- _What you will do_:
(a) Reproduce the passage from the GREL functions page starting at "Thad Guidry edited" and ending at "string, number, etc.".
(b) Decide whether each statement agrees with the GREL functions page: (i) calling hasField("value") on a cell always returns true; (ii) jsonize(value) parses a value as JSON; (iii) the page recommends combining with the forEach() function to iterate over a JSON array. Answer yes or no for each, and quote the page's deciding words.

- _Extract provided_:
====
GREL Other Functions

Thad Guidry edited this page Sep 23, 2016 · 10 revisions
Clone this wiki locally

Other functions supported by the OpenRefine Expression Language (GREL)

See also: All GREL functions.

type(o)

Returns the type of o, such as undefined, string, number, etc.

hasField(o, string name)

Returns a boolean indicating whether o has a field called name. For example, cell.hasField("value") always returns true, as every cell has a value field.

jsonize(value)

Quotes a value as a JSON literal value.

parseJson(string s)

Parses s as JSON. get can then be used with parseJson, e.g.,

parseJson(" { 'a' : 1 } ").get("a")

returns 1.

To get all instances from a JSON array called "keywords" having the same object string name of "text", combine with the forEach() function to iterate over the array, e.g.,

JSON:

{
   "status":"OK",
   "url":"",
   "language":"english",
   "keywords":[
      {
         "text":"York en route",
         "relevance":"0.974363"
      },
      {
         "text":"Anthony Eden",
         "relevance":"0.814394"
      },
      {
         "text":"President Eisenhower",
         "relevance":"0.700189"
====
- _Excerpted data_:
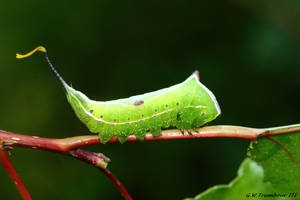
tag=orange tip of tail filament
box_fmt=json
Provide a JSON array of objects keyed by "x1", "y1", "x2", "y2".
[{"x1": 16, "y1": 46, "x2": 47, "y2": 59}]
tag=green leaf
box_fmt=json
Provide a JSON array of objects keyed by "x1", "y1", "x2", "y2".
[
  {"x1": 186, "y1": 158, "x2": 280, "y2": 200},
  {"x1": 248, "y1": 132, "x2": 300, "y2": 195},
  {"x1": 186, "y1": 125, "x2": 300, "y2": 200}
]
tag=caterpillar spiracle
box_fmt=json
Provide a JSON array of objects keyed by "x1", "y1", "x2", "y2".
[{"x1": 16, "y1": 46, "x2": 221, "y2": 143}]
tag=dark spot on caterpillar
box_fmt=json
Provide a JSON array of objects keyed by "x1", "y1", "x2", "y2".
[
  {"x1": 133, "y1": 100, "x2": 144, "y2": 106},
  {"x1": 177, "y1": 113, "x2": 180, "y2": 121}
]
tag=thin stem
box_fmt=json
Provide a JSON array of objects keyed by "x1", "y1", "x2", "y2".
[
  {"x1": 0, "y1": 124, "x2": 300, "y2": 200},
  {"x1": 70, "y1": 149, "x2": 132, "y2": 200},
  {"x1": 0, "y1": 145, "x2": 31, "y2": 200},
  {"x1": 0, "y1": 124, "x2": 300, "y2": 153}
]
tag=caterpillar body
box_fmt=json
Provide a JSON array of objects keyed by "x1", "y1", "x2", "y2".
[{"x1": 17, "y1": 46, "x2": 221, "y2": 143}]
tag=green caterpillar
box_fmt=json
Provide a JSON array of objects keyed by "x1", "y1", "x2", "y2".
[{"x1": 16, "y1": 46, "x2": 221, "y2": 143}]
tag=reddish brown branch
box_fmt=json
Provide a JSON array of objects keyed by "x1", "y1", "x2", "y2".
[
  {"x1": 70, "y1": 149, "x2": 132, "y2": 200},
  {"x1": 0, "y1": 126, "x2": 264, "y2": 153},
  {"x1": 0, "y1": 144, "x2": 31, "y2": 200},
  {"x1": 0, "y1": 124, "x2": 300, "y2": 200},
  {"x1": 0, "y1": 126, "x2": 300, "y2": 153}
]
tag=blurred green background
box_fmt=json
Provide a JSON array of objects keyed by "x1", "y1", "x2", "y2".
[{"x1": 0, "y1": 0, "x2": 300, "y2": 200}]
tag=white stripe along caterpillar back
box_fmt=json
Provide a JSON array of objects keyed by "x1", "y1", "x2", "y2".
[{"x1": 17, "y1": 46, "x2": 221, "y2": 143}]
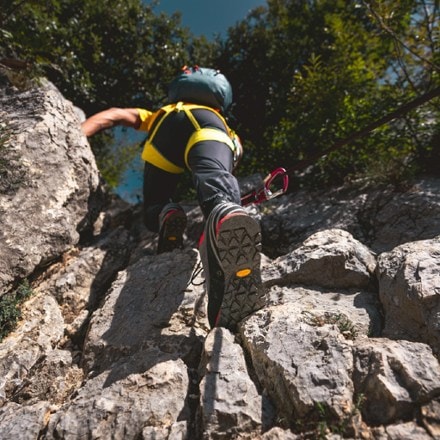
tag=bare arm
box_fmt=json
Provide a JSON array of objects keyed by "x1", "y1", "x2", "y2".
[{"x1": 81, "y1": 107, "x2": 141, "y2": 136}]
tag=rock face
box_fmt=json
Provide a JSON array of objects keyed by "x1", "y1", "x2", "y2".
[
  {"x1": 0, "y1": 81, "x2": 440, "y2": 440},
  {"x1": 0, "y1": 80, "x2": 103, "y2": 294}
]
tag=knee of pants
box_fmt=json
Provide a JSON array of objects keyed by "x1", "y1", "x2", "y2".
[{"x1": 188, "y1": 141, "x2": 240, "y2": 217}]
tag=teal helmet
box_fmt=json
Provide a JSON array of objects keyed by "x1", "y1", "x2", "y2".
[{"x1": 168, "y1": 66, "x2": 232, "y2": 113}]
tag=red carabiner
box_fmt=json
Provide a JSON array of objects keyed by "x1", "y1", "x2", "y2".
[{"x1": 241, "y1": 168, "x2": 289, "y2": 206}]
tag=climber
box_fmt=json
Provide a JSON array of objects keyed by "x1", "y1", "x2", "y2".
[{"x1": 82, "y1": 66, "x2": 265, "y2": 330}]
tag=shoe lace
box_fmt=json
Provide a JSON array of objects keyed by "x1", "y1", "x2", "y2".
====
- _Response list_:
(a)
Thad Guidry edited this page Sep 23, 2016 · 10 revisions
Clone this wiki locally

Other functions supported by the OpenRefine Expression Language (GREL)

See also: All GREL functions.

type(o)

Returns the type of o, such as undefined, string, number, etc.

(b)
(i) Yes: "cell.hasField("value") always returns true, as every cell has a value field."
(ii) No: "Quotes a value as a JSON literal value."
(iii) Yes: "combine with the forEach() function to iterate over the array"